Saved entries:
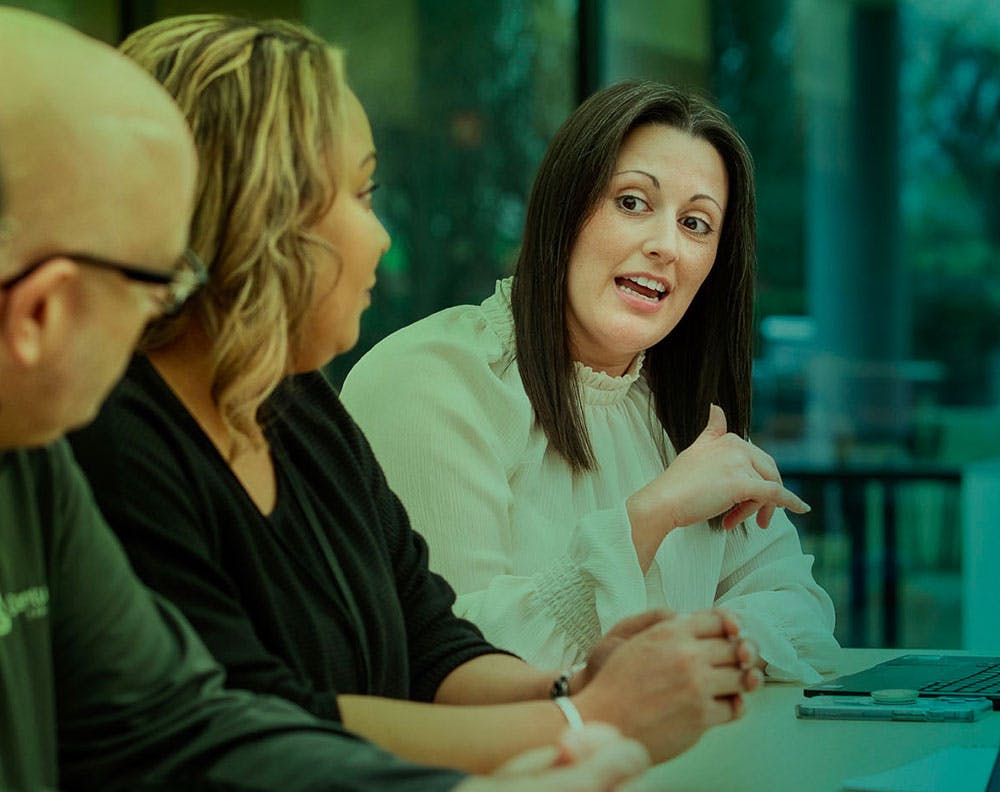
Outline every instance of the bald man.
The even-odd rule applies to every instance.
[[[34,270],[6,290],[0,444],[26,445],[89,420],[121,374],[163,297],[155,276],[184,252],[196,156],[183,117],[148,75],[44,18],[4,14],[0,281]]]
[[[0,789],[452,789],[461,774],[225,691],[58,439],[95,414],[145,323],[202,282],[185,250],[195,167],[138,67],[0,8]],[[599,790],[646,761],[598,729],[522,757],[511,781],[461,786]]]

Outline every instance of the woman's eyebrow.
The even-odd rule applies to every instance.
[[[698,201],[701,200],[702,198],[704,198],[706,201],[711,201],[712,203],[714,203],[716,206],[719,207],[719,211],[725,214],[726,210],[722,208],[722,204],[716,201],[711,195],[706,195],[705,193],[695,193],[694,195],[691,196],[690,200]]]
[[[634,169],[634,170],[633,169],[629,169],[629,170],[618,171],[618,173],[616,173],[615,176],[621,176],[623,173],[638,173],[638,174],[640,174],[642,176],[645,176],[647,179],[649,179],[651,182],[653,182],[653,186],[657,190],[660,189],[660,180],[657,179],[652,173],[649,173],[648,171],[638,170],[638,169]]]
[[[615,176],[621,176],[623,173],[638,173],[640,176],[645,176],[647,179],[653,182],[653,186],[657,190],[660,189],[660,180],[657,179],[652,173],[649,173],[648,171],[639,170],[638,168],[629,168],[627,170],[618,171],[615,174]],[[706,201],[711,201],[712,203],[714,203],[716,206],[719,207],[720,212],[723,213],[725,212],[725,210],[722,208],[722,204],[716,201],[711,195],[707,195],[706,193],[695,193],[690,198],[688,198],[689,201],[698,201],[701,199],[705,199]]]

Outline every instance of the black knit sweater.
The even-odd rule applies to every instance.
[[[433,699],[457,666],[497,650],[453,615],[451,587],[329,383],[290,378],[266,408],[278,486],[267,516],[145,357],[70,440],[139,576],[183,611],[228,686],[333,719],[338,693]]]

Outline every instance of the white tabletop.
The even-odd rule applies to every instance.
[[[841,674],[915,653],[842,651]],[[846,778],[889,770],[947,746],[1000,745],[1000,712],[973,723],[800,720],[795,705],[801,700],[801,685],[768,683],[748,698],[741,720],[710,730],[694,748],[630,784],[629,792],[835,792]]]

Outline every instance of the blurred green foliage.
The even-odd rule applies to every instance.
[[[568,52],[553,58],[545,46],[553,42],[543,40],[558,14],[553,5],[416,3],[417,115],[383,119],[372,111],[383,185],[376,211],[393,249],[359,344],[328,368],[334,382],[392,331],[481,302],[509,272],[552,118],[561,122],[572,94]],[[549,70],[540,79],[542,57]]]

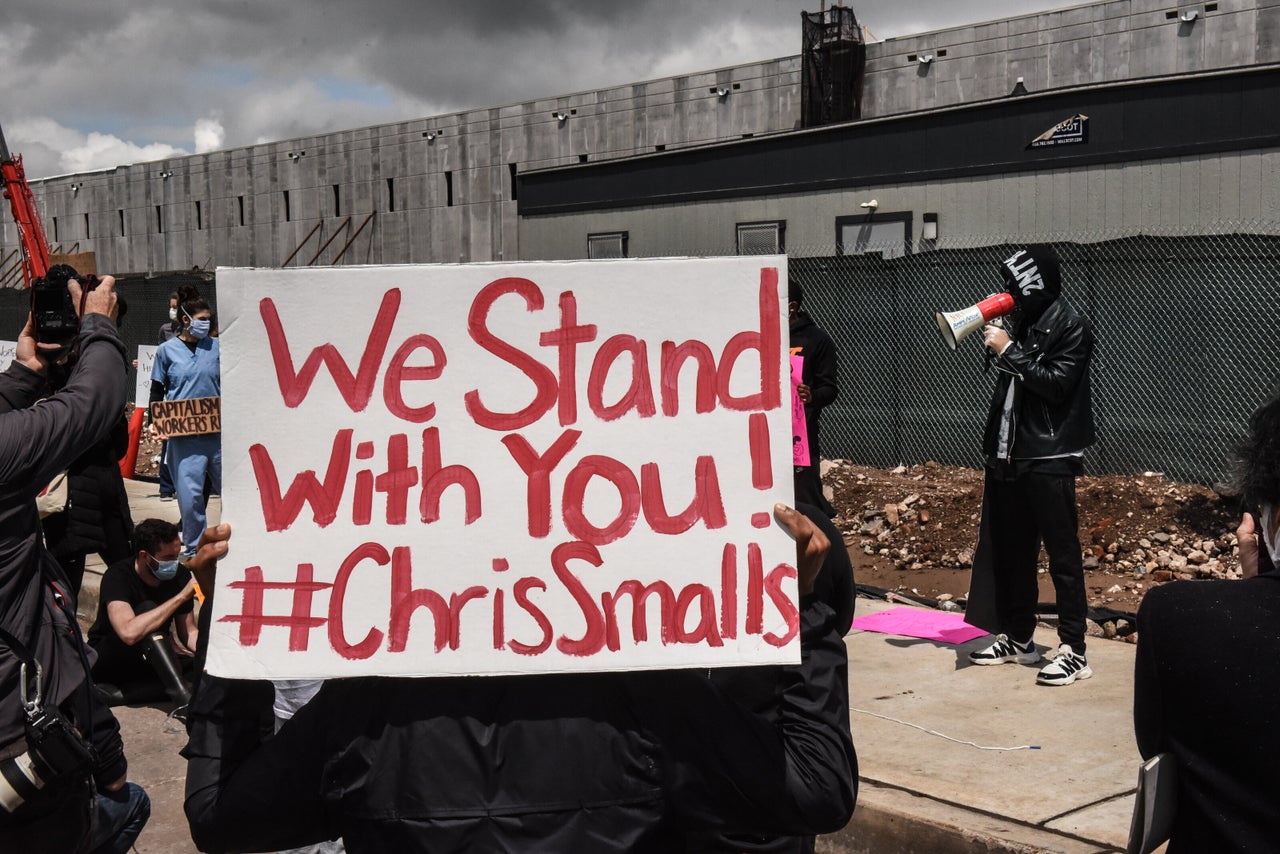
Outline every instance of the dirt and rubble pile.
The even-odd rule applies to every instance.
[[[967,596],[981,470],[823,466],[860,584],[929,599]],[[1081,477],[1076,494],[1090,606],[1131,613],[1154,585],[1239,577],[1237,500],[1151,472]],[[1041,599],[1052,601],[1046,567],[1042,553]]]

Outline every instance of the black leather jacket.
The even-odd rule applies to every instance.
[[[1014,383],[1012,459],[1053,457],[1092,445],[1092,357],[1089,321],[1059,297],[1020,340],[996,357],[1000,378],[982,438],[987,458],[997,458],[1000,417],[1010,383]]]

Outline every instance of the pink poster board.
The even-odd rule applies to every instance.
[[[809,427],[804,418],[804,402],[799,385],[804,382],[804,356],[791,357],[791,463],[809,465]]]

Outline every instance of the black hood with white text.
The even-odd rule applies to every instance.
[[[1017,249],[1000,263],[1004,288],[1017,305],[1019,331],[1040,319],[1044,310],[1062,293],[1058,253],[1047,244]]]

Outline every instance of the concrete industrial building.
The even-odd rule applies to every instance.
[[[874,26],[870,15],[866,22]],[[1105,0],[867,45],[861,120],[847,126],[845,138],[929,112],[963,127],[967,107],[1005,98],[1019,80],[1034,102],[1047,92],[1278,62],[1280,4],[1274,0]],[[518,196],[527,173],[537,173],[530,180],[542,188],[551,180],[545,170],[558,167],[585,166],[589,175],[602,160],[644,156],[645,168],[652,168],[677,163],[666,158],[682,149],[730,141],[736,144],[713,156],[763,150],[759,146],[798,129],[801,75],[801,57],[789,56],[60,176],[33,188],[54,244],[95,252],[99,269],[121,273],[584,257],[586,235],[602,230],[599,217],[566,220],[547,215],[545,207],[526,210]],[[1194,116],[1170,119],[1190,126],[1184,130],[1193,141],[1201,132],[1220,136]],[[849,159],[838,149],[829,161],[836,172]],[[1068,202],[1051,165],[1034,178],[949,174],[908,182],[883,174],[868,181],[864,163],[862,171],[837,175],[828,190],[768,187],[751,196],[735,187],[734,204],[689,212],[686,220],[702,230],[682,225],[681,246],[647,237],[652,229],[636,211],[608,228],[629,232],[635,254],[732,249],[736,225],[752,221],[785,220],[788,242],[829,244],[836,217],[863,214],[858,205],[872,197],[881,212],[911,214],[917,237],[925,213],[944,234],[974,236],[1029,226],[1064,231],[1082,220],[1110,229],[1268,218],[1280,201],[1275,140],[1237,139],[1231,149],[1177,157],[1130,152],[1142,165],[1081,167],[1085,189],[1073,181]],[[796,195],[799,190],[804,195]],[[600,210],[601,201],[592,209]],[[682,202],[661,202],[673,203]],[[630,199],[626,206],[636,204]],[[5,221],[0,274],[12,274],[16,246],[13,225]]]
[[[1261,224],[1280,210],[1278,62],[1269,0],[1112,0],[873,44],[859,121],[526,175],[521,256],[610,234],[637,257],[892,256]]]

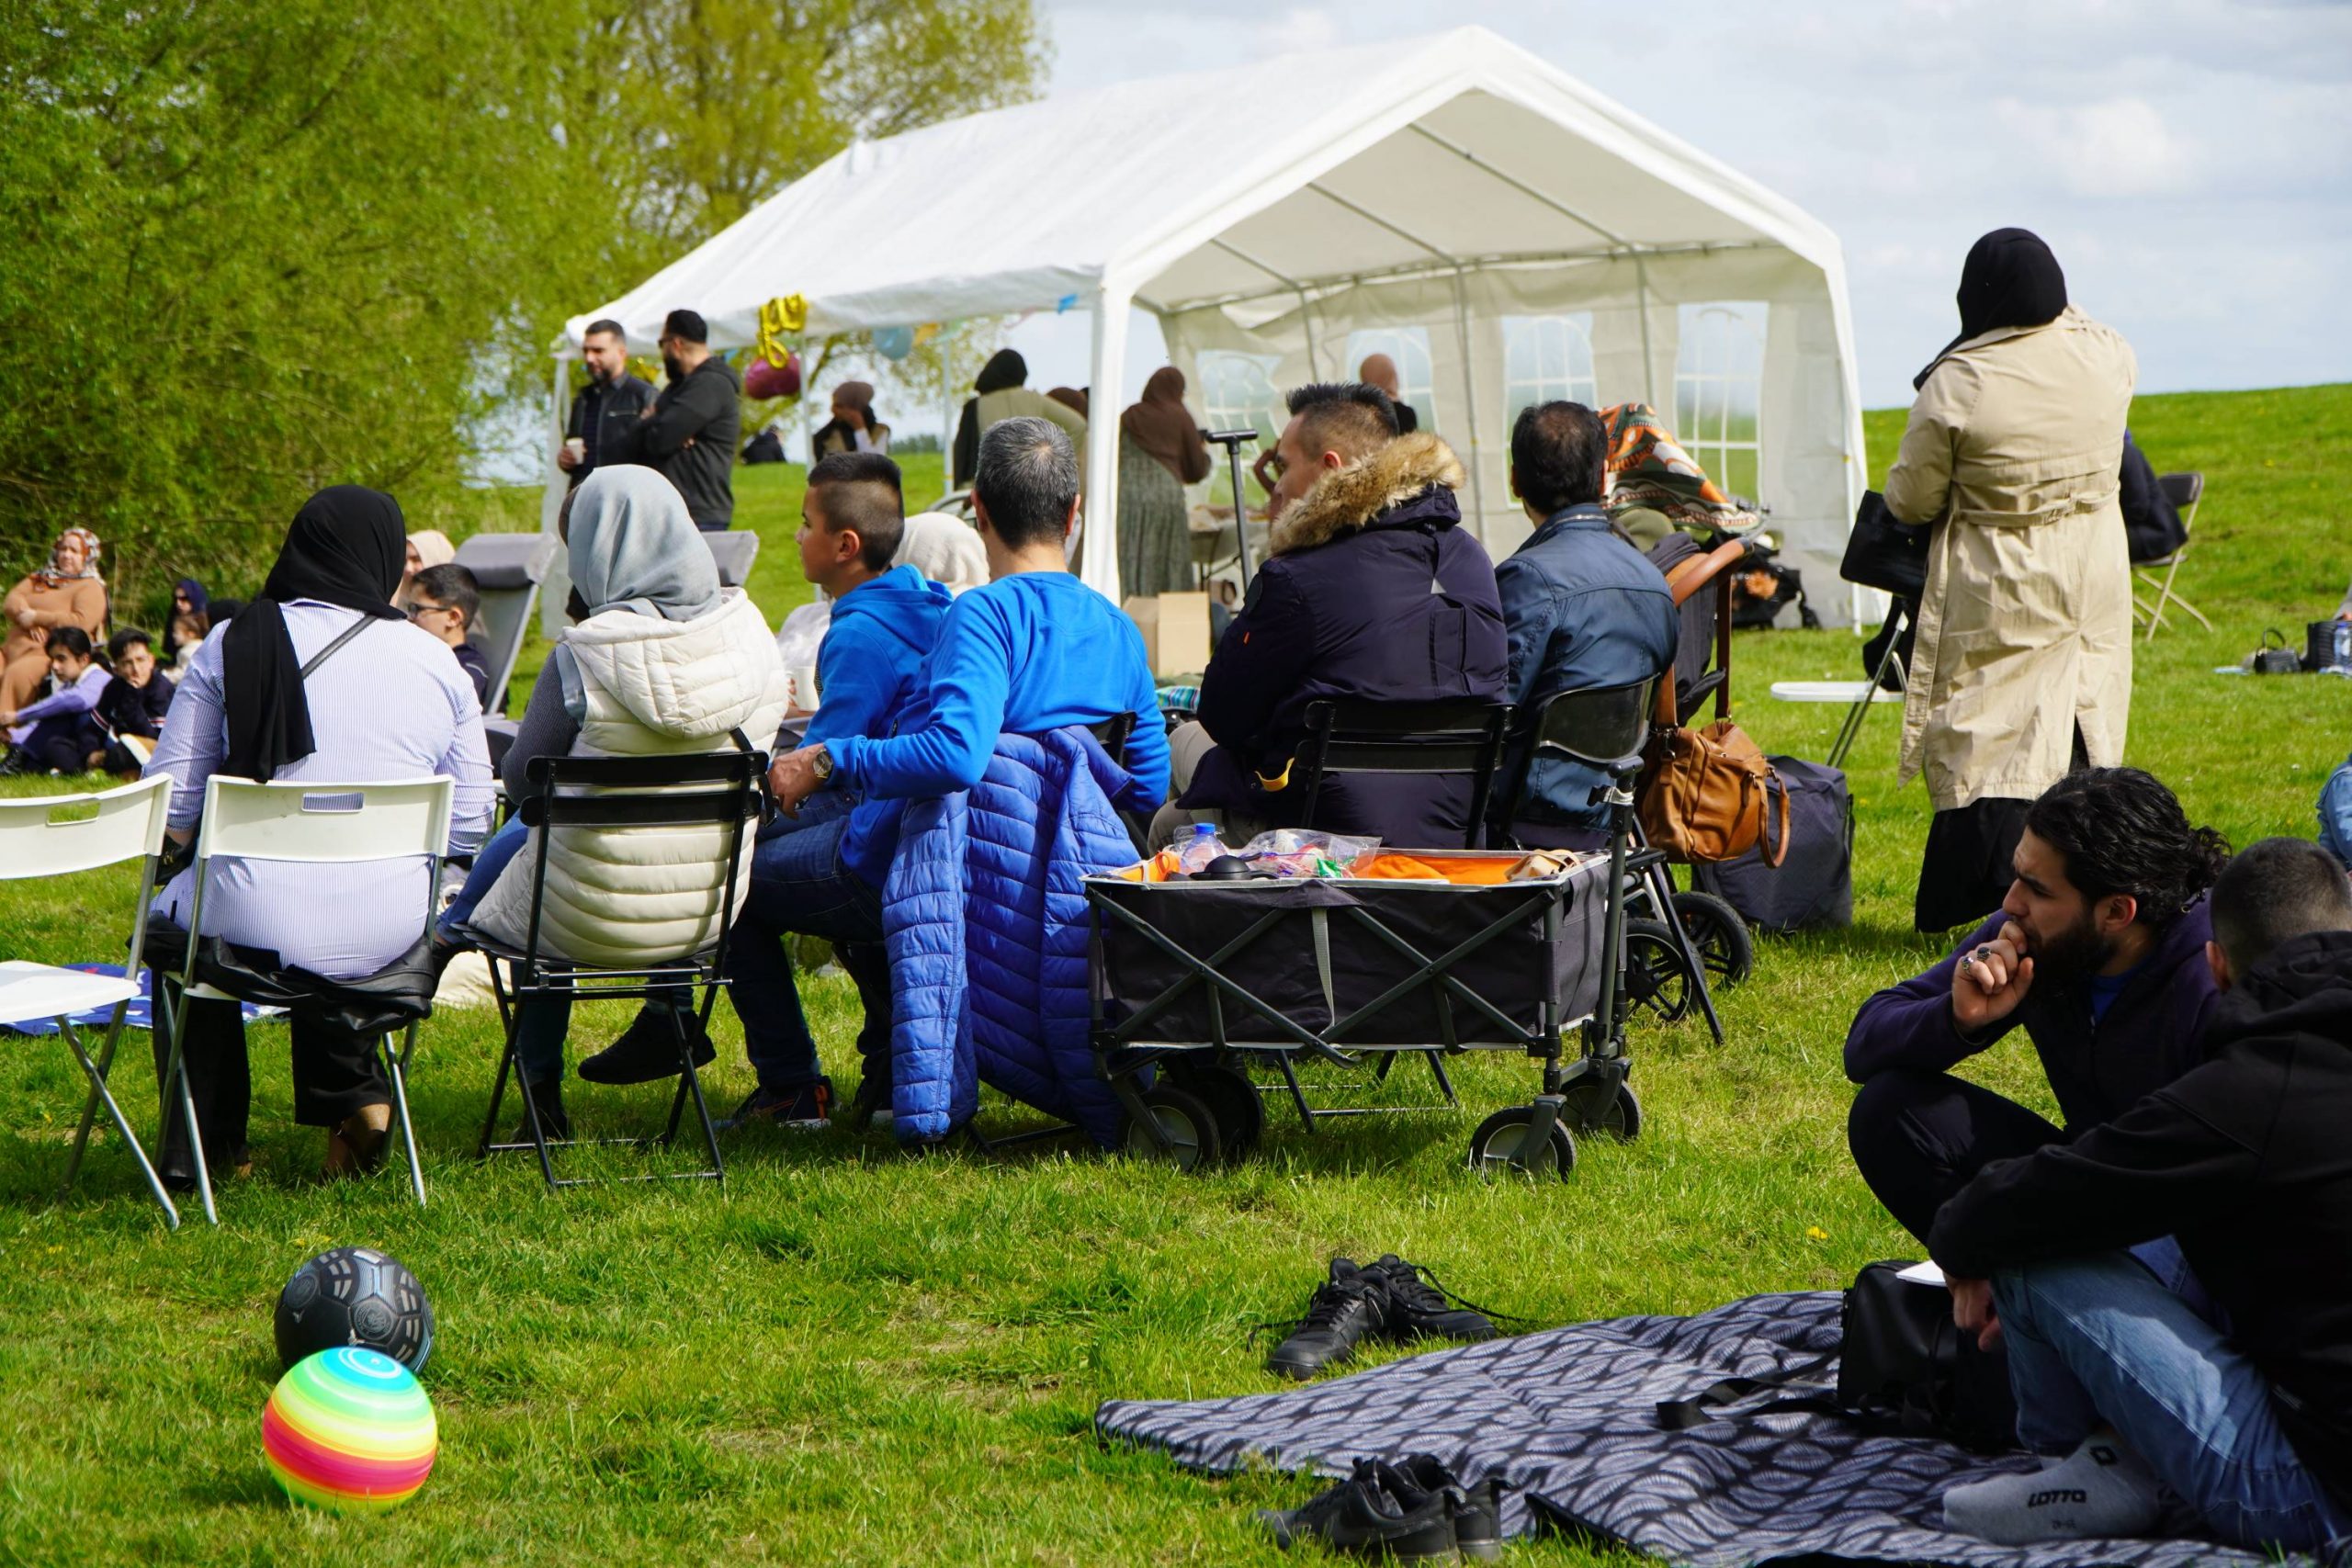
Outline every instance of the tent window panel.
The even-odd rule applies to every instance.
[[[1420,415],[1423,430],[1435,430],[1437,417],[1437,378],[1430,368],[1430,332],[1427,327],[1376,327],[1348,334],[1348,363],[1345,374],[1353,377],[1356,367],[1375,354],[1385,354],[1396,363],[1396,385],[1405,400]]]
[[[1764,329],[1760,300],[1679,310],[1674,434],[1725,493],[1754,499],[1763,470]]]
[[[1503,318],[1503,423],[1537,403],[1599,406],[1592,371],[1592,312]]]
[[[1274,386],[1274,367],[1281,363],[1271,354],[1242,354],[1227,348],[1208,349],[1196,363],[1201,379],[1201,412],[1208,416],[1208,427],[1258,433],[1258,445],[1242,448],[1245,464],[1259,452],[1272,451],[1283,426],[1289,423],[1283,395]],[[1225,449],[1213,448],[1211,456],[1219,461],[1204,481],[1207,498],[1214,504],[1229,506],[1233,503],[1233,475],[1223,461]],[[1193,491],[1196,496],[1202,493]]]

→ What you should do
With pictures removed, write out exactly each line of the entries from the first through the line that holds "Outline every instance of the white tabletop.".

→ The answer
Outline every instance of the bald man.
The even-odd rule applies to every instance.
[[[34,270],[6,290],[0,444],[26,445],[89,420],[121,374],[163,297],[155,276],[184,252],[196,156],[183,117],[148,75],[44,18],[4,14],[0,281]]]
[[[0,789],[452,789],[461,774],[225,691],[58,439],[95,414],[145,323],[202,282],[185,250],[195,167],[138,67],[0,8]],[[599,790],[646,761],[598,729],[522,757],[511,781],[461,786]]]

Outline every instance of the woman's eyebrow.
The even-odd rule applies to every instance.
[[[698,201],[701,200],[702,198],[704,198],[706,201],[711,201],[712,203],[714,203],[716,206],[719,207],[719,211],[725,214],[726,210],[722,208],[722,204],[716,201],[711,195],[706,195],[705,193],[695,193],[694,195],[691,196],[690,200]]]
[[[634,169],[634,170],[633,169],[629,169],[629,170],[618,171],[618,173],[616,173],[615,176],[621,176],[623,173],[638,173],[638,174],[640,174],[642,176],[645,176],[647,179],[649,179],[651,182],[653,182],[653,186],[657,190],[660,189],[660,180],[657,179],[652,173],[649,173],[648,171],[638,170],[638,169]]]
[[[615,176],[621,176],[623,173],[638,173],[640,176],[645,176],[647,179],[653,182],[653,186],[657,190],[660,189],[660,180],[657,179],[652,173],[649,173],[648,171],[639,170],[638,168],[629,168],[627,170],[618,171],[615,174]],[[706,201],[711,201],[712,203],[714,203],[716,206],[719,207],[720,212],[723,213],[725,212],[725,210],[722,208],[722,204],[716,201],[711,195],[707,195],[706,193],[695,193],[690,198],[688,198],[689,201],[698,201],[701,199],[705,199]]]

Outline every instance of the black knit sweater.
The even-odd rule applies to every instance.
[[[433,699],[457,666],[497,650],[453,615],[451,587],[329,383],[290,378],[266,408],[278,486],[267,516],[145,357],[70,440],[139,576],[183,611],[228,686],[333,719],[338,693]]]

Outline every instance of the white tabletop.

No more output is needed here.